→ **Task description**
All lines in the data that hold the word "wooden" need copying.

*** Opening of Dataset ***

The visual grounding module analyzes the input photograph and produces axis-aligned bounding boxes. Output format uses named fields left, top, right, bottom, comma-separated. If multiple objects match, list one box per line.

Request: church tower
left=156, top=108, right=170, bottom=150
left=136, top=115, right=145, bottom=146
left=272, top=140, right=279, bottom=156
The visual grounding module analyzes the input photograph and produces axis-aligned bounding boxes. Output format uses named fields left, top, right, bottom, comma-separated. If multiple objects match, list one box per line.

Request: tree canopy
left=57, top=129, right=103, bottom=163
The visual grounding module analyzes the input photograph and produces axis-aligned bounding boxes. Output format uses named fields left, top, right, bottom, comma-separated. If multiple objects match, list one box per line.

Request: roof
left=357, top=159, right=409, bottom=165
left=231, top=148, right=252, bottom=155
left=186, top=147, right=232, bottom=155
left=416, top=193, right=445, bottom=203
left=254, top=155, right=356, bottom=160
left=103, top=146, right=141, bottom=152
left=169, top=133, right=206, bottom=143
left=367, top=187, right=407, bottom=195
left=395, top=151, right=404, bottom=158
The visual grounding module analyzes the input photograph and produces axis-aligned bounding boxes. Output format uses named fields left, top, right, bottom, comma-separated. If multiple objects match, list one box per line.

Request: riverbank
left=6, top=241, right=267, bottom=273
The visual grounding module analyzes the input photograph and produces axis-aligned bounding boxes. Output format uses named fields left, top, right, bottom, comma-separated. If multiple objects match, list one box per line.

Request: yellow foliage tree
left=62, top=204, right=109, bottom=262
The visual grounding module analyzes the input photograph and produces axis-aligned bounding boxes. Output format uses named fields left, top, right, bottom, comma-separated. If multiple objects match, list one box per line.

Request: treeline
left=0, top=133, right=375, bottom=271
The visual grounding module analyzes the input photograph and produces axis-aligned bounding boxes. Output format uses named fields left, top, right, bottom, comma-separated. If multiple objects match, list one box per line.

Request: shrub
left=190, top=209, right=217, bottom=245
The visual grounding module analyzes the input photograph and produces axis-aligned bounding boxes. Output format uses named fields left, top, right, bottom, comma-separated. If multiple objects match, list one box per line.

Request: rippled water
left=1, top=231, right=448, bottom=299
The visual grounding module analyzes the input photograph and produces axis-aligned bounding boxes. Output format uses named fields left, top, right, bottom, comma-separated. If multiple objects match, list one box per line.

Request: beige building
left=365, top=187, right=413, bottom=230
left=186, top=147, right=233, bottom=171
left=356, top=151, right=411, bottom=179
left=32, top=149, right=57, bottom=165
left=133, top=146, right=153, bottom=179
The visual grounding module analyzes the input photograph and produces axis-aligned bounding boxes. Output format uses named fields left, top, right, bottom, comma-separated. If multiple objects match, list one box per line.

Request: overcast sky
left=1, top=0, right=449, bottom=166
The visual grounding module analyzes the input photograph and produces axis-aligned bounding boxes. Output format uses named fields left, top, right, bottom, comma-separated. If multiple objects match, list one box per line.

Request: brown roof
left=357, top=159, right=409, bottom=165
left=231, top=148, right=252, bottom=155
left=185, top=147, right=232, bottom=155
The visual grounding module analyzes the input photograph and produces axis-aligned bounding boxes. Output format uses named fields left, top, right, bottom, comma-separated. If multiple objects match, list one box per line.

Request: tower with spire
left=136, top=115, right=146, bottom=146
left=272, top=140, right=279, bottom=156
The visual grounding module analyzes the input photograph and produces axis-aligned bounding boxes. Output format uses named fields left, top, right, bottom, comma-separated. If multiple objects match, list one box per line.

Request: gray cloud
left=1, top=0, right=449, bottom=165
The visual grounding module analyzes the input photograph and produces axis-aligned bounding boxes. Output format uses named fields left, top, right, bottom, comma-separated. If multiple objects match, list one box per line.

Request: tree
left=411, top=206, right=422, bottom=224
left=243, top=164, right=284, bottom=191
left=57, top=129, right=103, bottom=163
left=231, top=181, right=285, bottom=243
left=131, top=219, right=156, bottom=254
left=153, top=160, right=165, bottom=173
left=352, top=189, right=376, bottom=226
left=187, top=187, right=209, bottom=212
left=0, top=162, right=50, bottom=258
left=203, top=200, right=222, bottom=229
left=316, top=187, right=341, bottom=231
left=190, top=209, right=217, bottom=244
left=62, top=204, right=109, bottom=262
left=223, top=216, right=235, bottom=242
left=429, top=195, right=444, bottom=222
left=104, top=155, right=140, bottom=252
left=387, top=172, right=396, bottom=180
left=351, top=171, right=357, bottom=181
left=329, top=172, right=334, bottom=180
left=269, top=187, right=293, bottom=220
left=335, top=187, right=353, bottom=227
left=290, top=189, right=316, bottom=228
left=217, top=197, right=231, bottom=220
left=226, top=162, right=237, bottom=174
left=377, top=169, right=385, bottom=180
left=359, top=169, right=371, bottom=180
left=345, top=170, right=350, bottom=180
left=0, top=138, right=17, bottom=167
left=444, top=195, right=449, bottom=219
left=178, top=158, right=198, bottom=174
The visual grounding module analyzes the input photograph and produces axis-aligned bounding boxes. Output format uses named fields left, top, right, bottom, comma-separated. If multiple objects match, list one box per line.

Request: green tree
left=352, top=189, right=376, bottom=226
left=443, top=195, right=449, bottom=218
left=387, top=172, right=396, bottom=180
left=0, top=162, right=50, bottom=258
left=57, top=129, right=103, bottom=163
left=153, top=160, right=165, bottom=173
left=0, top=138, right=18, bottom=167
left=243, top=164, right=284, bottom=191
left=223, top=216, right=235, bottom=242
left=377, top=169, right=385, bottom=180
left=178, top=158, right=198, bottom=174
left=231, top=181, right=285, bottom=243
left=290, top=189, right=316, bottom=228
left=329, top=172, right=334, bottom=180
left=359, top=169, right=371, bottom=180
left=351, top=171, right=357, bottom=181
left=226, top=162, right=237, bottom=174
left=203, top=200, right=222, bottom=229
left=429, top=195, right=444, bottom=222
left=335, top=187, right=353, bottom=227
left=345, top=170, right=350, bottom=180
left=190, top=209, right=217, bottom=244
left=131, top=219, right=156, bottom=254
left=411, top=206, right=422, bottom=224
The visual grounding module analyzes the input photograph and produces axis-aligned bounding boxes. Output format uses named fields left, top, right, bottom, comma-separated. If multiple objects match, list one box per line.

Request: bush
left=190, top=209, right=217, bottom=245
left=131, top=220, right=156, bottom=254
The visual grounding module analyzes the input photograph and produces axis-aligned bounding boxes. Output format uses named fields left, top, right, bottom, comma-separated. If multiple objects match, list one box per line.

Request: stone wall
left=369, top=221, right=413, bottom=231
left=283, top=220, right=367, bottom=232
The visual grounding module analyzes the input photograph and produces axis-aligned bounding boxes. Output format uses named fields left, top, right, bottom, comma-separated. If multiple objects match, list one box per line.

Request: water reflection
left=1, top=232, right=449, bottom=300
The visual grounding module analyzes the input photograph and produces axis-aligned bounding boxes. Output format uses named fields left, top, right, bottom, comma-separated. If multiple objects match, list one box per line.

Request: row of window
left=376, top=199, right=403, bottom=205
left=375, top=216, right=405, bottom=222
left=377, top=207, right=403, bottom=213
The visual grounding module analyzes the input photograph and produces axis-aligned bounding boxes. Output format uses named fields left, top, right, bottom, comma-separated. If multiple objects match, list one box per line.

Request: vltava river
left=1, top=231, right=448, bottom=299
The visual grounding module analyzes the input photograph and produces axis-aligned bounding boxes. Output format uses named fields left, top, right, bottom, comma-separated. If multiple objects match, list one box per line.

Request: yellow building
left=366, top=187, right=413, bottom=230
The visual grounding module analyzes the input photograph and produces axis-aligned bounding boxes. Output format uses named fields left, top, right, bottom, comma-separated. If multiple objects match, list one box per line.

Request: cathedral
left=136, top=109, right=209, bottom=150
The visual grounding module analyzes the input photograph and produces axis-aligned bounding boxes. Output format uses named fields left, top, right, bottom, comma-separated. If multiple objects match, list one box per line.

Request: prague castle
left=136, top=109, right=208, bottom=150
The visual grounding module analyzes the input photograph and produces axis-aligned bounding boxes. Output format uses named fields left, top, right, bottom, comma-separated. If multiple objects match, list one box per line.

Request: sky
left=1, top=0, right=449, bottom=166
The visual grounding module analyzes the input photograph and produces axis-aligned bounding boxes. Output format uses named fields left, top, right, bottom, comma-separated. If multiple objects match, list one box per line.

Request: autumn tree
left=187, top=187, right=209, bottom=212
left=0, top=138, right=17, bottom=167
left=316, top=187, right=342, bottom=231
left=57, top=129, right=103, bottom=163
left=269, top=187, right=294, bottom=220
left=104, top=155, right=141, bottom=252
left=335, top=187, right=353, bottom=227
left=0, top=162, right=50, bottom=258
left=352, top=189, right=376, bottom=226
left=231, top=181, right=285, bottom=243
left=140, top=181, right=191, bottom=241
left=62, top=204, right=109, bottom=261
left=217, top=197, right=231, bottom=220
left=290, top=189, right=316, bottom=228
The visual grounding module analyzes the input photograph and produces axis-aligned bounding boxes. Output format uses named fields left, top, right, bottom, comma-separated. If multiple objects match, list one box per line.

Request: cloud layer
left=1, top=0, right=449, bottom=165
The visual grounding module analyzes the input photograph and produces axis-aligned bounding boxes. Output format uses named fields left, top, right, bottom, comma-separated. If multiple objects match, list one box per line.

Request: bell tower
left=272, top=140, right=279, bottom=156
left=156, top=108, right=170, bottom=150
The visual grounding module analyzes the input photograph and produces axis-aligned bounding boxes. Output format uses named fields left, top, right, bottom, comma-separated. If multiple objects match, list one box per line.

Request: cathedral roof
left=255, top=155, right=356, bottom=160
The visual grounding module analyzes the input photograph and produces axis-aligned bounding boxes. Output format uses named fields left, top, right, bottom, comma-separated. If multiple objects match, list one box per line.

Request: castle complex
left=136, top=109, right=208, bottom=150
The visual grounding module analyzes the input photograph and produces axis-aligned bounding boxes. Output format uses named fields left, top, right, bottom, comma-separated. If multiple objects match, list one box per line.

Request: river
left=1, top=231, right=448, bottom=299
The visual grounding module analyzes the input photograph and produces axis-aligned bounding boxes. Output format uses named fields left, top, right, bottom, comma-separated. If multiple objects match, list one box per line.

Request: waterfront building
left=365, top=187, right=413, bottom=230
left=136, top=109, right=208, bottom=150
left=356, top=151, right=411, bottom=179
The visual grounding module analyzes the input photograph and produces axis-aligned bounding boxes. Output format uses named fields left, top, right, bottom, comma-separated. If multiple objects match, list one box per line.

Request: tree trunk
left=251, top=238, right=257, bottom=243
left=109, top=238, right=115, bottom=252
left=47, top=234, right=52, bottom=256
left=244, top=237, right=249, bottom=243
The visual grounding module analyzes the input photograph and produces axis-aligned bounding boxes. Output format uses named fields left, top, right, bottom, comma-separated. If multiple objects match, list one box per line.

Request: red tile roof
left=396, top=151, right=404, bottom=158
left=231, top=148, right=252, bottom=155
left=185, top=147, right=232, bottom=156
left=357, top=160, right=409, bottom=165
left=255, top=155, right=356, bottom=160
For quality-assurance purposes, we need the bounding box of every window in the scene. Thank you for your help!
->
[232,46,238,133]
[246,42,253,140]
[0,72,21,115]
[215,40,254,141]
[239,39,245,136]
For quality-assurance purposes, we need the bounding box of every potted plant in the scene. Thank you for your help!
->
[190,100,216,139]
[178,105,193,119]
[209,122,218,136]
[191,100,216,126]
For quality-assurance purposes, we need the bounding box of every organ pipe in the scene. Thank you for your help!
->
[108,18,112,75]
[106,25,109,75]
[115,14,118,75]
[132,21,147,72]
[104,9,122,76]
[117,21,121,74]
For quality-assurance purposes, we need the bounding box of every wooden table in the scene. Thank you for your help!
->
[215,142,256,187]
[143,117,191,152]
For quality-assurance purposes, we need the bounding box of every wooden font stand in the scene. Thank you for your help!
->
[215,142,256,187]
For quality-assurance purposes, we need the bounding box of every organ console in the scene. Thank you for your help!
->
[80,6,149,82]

*** Close of Dataset ***

→ **Solved problem**
For quality-assurance purposes, we need the bounding box of every wooden table in the scene. Thank you for your help!
For quality-assurance purposes, we need the bounding box of every wooden font stand in the scene. Thank you for your help!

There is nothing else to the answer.